▶ [Work to be completed] Please copy each line of the data that includes the string "window".

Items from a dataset
--------------------
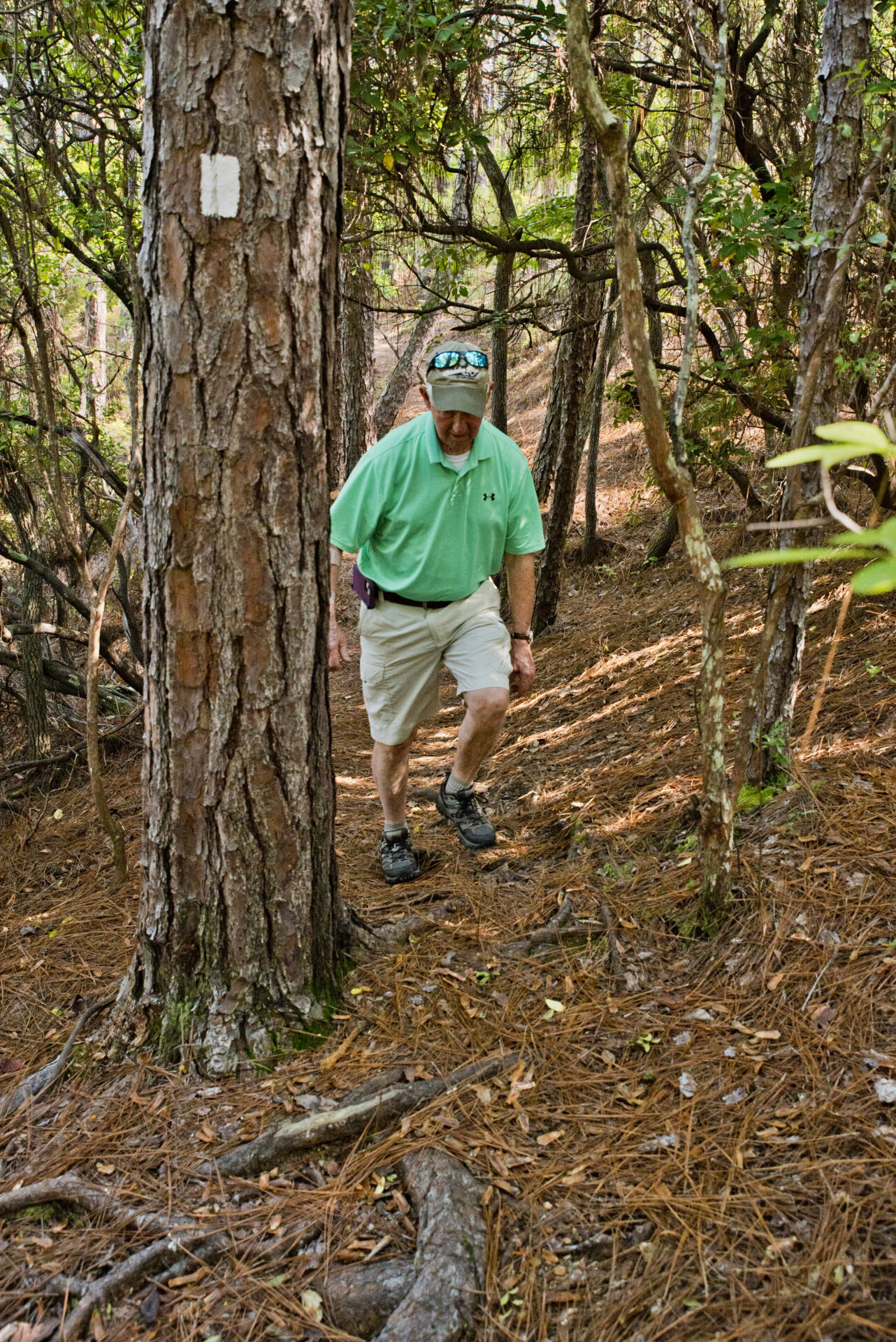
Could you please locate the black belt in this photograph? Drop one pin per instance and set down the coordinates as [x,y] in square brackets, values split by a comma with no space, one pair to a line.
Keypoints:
[407,600]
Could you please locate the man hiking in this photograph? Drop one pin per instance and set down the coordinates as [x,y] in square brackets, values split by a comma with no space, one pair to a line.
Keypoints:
[431,510]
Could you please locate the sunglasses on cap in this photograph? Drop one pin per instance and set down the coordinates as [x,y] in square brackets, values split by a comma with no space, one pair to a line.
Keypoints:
[451,357]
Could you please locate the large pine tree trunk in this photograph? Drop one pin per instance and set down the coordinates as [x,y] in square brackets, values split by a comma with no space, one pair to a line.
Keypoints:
[573,375]
[839,134]
[245,127]
[357,359]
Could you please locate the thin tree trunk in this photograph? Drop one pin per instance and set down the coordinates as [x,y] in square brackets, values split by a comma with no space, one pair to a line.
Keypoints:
[663,538]
[236,946]
[605,360]
[398,386]
[499,341]
[839,134]
[549,440]
[33,669]
[671,471]
[357,360]
[17,497]
[500,293]
[580,356]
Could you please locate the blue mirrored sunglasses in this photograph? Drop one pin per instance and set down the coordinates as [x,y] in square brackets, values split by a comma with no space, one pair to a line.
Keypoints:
[451,357]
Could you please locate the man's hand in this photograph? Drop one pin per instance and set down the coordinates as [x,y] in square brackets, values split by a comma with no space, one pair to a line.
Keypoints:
[522,668]
[338,649]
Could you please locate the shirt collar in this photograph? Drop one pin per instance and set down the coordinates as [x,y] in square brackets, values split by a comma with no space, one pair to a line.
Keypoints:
[481,450]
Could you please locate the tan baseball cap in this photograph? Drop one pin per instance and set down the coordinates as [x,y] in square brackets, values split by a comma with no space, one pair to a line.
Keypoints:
[463,387]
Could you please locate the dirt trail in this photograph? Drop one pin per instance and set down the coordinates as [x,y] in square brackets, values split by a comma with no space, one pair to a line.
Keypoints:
[721,1101]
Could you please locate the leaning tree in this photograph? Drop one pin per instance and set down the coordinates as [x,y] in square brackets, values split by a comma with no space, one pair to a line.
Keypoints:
[245,132]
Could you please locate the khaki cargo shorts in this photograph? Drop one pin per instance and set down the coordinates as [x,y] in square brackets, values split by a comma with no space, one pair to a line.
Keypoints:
[403,649]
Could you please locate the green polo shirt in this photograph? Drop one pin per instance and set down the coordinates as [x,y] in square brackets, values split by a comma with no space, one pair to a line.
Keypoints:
[428,532]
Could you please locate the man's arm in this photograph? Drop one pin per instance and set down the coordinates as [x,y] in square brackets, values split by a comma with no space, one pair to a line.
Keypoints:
[521,592]
[338,642]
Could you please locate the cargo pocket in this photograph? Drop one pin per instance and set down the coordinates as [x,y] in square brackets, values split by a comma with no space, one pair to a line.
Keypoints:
[375,686]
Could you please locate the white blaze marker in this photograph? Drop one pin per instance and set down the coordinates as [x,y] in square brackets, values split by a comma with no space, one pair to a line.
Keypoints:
[220,185]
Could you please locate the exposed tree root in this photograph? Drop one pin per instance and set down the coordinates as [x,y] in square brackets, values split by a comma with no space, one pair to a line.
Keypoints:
[360,1298]
[45,1078]
[557,932]
[67,1188]
[350,1120]
[451,1253]
[363,936]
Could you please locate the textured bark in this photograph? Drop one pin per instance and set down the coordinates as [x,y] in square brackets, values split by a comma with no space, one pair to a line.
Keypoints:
[357,359]
[839,134]
[572,375]
[398,386]
[33,669]
[239,906]
[17,497]
[449,1286]
[663,538]
[605,360]
[499,341]
[500,294]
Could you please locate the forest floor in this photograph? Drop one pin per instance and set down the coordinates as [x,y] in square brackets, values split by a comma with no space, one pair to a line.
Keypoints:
[715,1114]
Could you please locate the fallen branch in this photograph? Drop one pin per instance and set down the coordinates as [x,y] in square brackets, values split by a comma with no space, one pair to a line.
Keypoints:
[350,1120]
[132,1273]
[612,941]
[604,1246]
[61,679]
[451,1253]
[43,1079]
[557,932]
[360,1298]
[64,756]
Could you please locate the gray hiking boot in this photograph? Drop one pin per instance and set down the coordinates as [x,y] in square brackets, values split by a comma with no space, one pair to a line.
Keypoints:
[468,818]
[398,859]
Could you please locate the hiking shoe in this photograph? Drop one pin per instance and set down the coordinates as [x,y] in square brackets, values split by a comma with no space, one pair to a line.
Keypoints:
[398,859]
[468,818]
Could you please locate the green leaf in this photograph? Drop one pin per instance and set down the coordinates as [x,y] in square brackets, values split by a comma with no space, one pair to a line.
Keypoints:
[876,577]
[856,431]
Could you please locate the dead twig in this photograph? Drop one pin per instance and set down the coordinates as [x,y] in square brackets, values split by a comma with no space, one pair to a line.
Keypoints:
[612,941]
[64,756]
[274,1146]
[45,1078]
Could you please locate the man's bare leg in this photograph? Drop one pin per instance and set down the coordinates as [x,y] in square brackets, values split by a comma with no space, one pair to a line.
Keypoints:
[389,767]
[479,732]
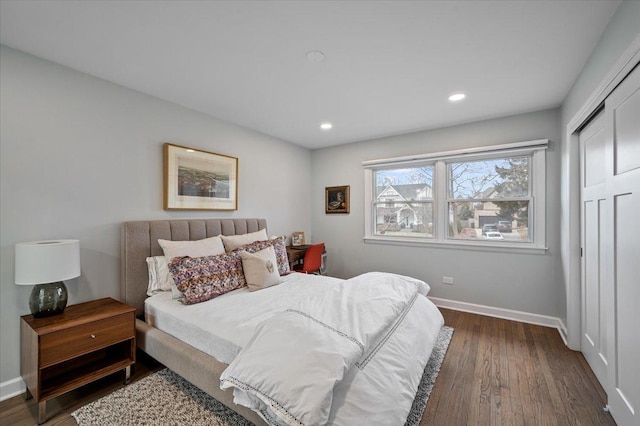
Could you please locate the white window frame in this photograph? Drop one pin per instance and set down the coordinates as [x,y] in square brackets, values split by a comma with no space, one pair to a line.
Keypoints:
[537,207]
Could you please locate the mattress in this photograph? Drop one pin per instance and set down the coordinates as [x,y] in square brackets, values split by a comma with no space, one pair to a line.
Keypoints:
[381,392]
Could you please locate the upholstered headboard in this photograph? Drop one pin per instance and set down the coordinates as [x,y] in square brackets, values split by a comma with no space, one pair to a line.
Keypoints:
[139,240]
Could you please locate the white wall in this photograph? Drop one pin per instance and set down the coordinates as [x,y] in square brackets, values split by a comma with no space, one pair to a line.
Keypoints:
[80,155]
[523,282]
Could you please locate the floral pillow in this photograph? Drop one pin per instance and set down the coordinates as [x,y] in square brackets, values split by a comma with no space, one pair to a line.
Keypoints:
[278,245]
[203,278]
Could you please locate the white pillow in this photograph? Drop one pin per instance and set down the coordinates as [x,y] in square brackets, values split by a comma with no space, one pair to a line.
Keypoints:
[260,269]
[200,248]
[232,242]
[159,276]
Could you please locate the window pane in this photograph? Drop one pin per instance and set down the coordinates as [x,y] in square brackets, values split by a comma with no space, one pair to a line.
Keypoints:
[404,219]
[489,221]
[404,184]
[495,178]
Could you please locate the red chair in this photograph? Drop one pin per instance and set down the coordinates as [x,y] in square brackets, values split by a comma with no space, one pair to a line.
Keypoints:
[312,260]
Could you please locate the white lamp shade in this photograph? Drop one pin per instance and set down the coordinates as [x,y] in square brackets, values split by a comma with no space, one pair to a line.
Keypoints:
[40,262]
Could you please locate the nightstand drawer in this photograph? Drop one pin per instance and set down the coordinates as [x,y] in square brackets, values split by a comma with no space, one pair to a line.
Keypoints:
[69,343]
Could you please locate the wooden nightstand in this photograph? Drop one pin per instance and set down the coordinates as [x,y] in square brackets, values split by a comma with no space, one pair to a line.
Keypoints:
[84,343]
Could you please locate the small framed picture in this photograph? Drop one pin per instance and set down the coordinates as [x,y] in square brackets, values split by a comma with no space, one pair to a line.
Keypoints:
[336,199]
[199,180]
[297,239]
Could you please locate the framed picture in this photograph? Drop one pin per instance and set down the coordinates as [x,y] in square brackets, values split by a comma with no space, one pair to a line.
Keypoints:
[336,199]
[199,180]
[297,239]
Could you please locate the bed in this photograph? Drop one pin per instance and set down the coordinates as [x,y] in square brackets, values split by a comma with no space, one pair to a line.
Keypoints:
[377,379]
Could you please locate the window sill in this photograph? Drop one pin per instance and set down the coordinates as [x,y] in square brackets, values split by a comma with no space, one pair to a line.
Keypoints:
[450,244]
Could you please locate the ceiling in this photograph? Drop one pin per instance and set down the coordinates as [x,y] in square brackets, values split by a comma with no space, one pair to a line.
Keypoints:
[389,66]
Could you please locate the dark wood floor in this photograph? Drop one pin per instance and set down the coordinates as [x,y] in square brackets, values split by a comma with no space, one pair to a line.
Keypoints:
[496,372]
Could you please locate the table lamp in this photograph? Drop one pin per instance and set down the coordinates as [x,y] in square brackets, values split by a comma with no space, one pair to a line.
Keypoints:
[46,264]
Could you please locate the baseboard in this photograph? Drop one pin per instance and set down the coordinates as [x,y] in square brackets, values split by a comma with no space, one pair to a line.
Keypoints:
[12,388]
[16,386]
[508,314]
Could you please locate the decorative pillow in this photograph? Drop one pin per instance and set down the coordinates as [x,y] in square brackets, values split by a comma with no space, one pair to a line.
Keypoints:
[203,278]
[232,242]
[280,248]
[159,276]
[200,248]
[260,269]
--------------------
▶ [Written solution]
Could you please locate the white window frame in this photograph? Drop one pin per instance and set down the coordinates as [x,y] in square brackets, values split by a comma with no space, one pair to a line.
Could you please locate the window pane in this photograph? Drop one pin per instance and set down the coordinates as [x,y] in square brackets, values split by a comma with no space, one pair to a line.
Could you please locate the window sill in this photograph? Drop one pin per instance and set down the coordinates as [x,y] in square brackets, values split by a comma with no space, one pair to a line.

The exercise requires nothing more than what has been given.